═════ Document text

I remember God pointing that out to me back then. I knew this wasn’t something I could push down and not face, like I did everything else in my life. I had to walk through the fire and feel every burning ember, every agonizing flame. Walking through those deep agonizing feelings meant an ultimate healing. It wasn’t me doing the healing. No, God was walking with me through it all, healing me as I went.

Sometimes I hate the deepness of my feelings, the rawness that they bring to me. You’d think I’d be calloused by now, that life wouldn’t feel like a cheese grater on my back. That time would have built up hardness to protect me. God loves me too much. He gave me the option to be numb, but told me what was best. I chose Him. And choosing Him sometimes really hurts. For a time. I hear the end result is amazing though.

I chose Him. I chose to stay in His Word and to have my heart stay soft and sensitive. I chose to experience the pain rather to allow sin to numb me. I chose to put my hand in His and go where He takes me. I chose, not knowing what the future would be, not knowing how long the pain would last, knowing this was something I could not handle...but that He could, and would. I chose Him.  That was all I could do. And I still do.

So, numb feelings? Yeah, not so much. Jesus didn’t do it for me. He asked me to do the same for Him, and I did. I do.

══════════

*What is asked*: Can you copy the reflection on choosing God over numbness word for word, from "I remember God" to "me as I went."?

═════ Rows

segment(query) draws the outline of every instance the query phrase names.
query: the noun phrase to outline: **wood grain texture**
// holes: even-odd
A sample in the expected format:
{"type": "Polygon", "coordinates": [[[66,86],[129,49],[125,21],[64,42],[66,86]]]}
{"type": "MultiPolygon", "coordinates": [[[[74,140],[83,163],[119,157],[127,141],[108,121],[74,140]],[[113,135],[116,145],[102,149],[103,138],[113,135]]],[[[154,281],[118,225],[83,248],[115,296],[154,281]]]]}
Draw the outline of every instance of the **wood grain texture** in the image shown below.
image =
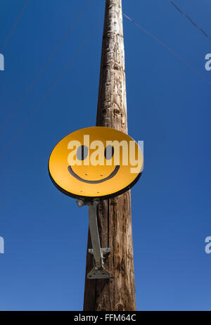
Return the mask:
{"type": "MultiPolygon", "coordinates": [[[[106,2],[96,125],[127,133],[122,0],[106,2]]],[[[111,248],[105,267],[112,277],[85,279],[84,310],[136,310],[130,191],[100,201],[98,222],[101,247],[111,248]]],[[[87,253],[86,274],[92,267],[87,253]]]]}

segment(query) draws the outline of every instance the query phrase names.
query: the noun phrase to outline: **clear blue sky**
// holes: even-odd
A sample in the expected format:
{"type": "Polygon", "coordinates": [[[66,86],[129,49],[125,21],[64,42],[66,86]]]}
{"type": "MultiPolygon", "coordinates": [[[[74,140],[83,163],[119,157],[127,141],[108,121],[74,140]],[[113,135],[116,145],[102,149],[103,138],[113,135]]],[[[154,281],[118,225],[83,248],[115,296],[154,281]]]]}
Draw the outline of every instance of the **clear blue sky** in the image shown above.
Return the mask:
{"type": "MultiPolygon", "coordinates": [[[[6,44],[0,72],[1,126],[86,1],[30,0],[6,44]]],[[[2,0],[0,47],[25,0],[2,0]]],[[[123,0],[124,13],[211,81],[211,41],[167,0],[123,0]]],[[[211,34],[209,0],[175,0],[211,34]]],[[[91,0],[1,133],[0,150],[48,92],[103,18],[91,0]]],[[[60,193],[48,159],[68,134],[95,125],[101,25],[0,158],[1,310],[82,310],[86,208],[60,193]]],[[[132,189],[139,310],[211,310],[211,84],[124,18],[129,135],[144,140],[145,170],[132,189]]]]}

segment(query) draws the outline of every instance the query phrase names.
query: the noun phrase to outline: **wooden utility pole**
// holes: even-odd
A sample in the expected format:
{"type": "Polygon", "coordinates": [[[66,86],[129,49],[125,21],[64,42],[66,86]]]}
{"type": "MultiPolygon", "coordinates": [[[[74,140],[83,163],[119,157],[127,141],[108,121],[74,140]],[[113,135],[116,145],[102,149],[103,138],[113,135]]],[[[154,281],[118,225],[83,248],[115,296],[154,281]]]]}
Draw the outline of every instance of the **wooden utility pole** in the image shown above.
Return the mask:
{"type": "MultiPolygon", "coordinates": [[[[96,126],[127,133],[122,0],[106,1],[96,126]]],[[[101,201],[98,223],[101,247],[111,248],[105,268],[112,277],[86,279],[84,310],[136,310],[130,191],[101,201]]],[[[86,274],[92,267],[87,253],[86,274]]]]}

══════════

*Written response*:
I remember God pointing that out to me back then. I knew this wasn’t something I could push down and not face, like I did everything else in my life. I had to walk through the fire and feel every burning ember, every agonizing flame. Walking through those deep agonizing feelings meant an ultimate healing. It wasn’t me doing the healing. No, God was walking with me through it all, healing me as I went.